Andrew Wolverton

Personal information
- Full name: Andrew Joseph Wolverton
- Date of birth: June 4, 1993 (age 31)
- Place of birth: Atlanta, Georgia, United States
- Height: 6 ft 6 in (1.98 m)
- Position(s): Goalkeeper

Youth career
- 2008–2011: Concorde Fire
- 2011–2014: Penn State Nittany Lions

Senior career*
- Years: Team / Apps / (Gls)
- 2013: IMG Academy Bradenton / 8 / (0)
- 2015: LA Galaxy / 0 / (0)
- 2015: → LA Galaxy II (loan) / 1 / (0)

International career^{‡}
- 2010: United States U18 / 2 / (0)

= Andrew Wolverton =

American soccer player (born 1993)

Andrew Joseph Wolverton (born June 4, 1993) is an American soccer player.

Data lines:
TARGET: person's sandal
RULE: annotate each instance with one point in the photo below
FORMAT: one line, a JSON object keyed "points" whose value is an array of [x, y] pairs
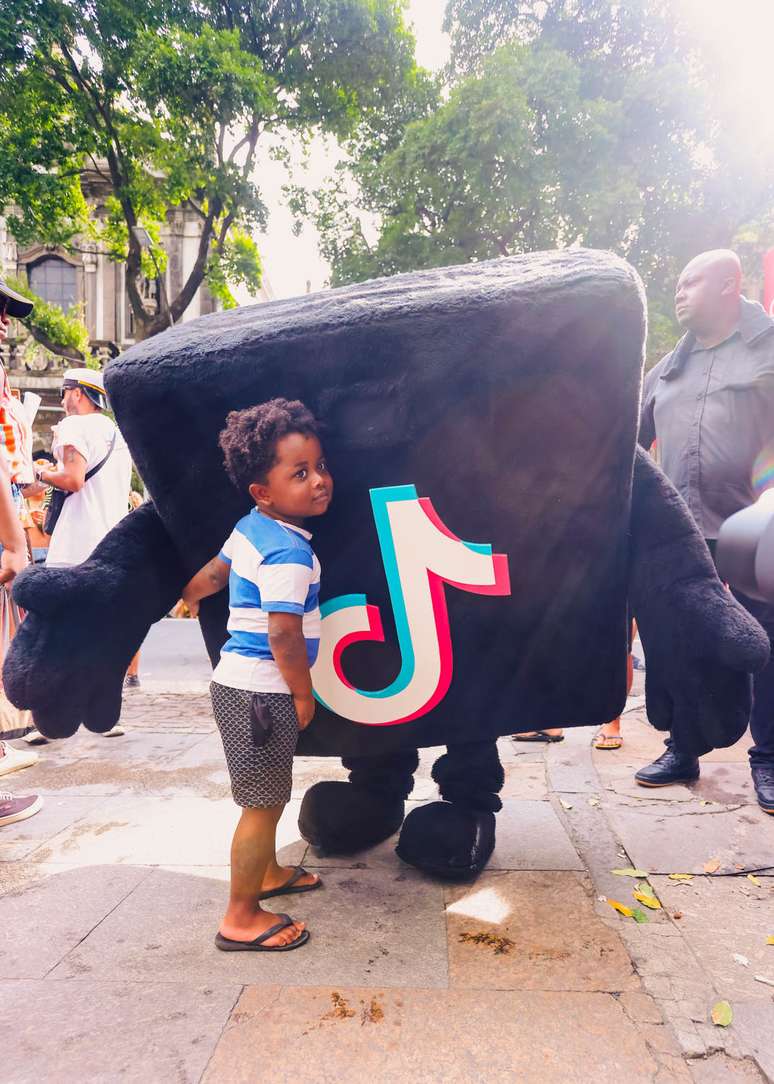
{"points": [[226, 944], [289, 887], [607, 740]]}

Given request: Please retype everything in the Andrew Wolverton profile from "Personal information" down to "Apps / (Gls)", keeping every word and mark as it appears.

Output of the exercise:
Personal information
- Full name: Andrew Joseph Wolverton
- Date of birth: June 4, 1993 (age 31)
- Place of birth: Atlanta, Georgia, United States
- Height: 6 ft 6 in (1.98 m)
- Position(s): Goalkeeper

Youth career
- 2008–2011: Concorde Fire
- 2011–2014: Penn State Nittany Lions

Senior career*
- Years: Team / Apps / (Gls)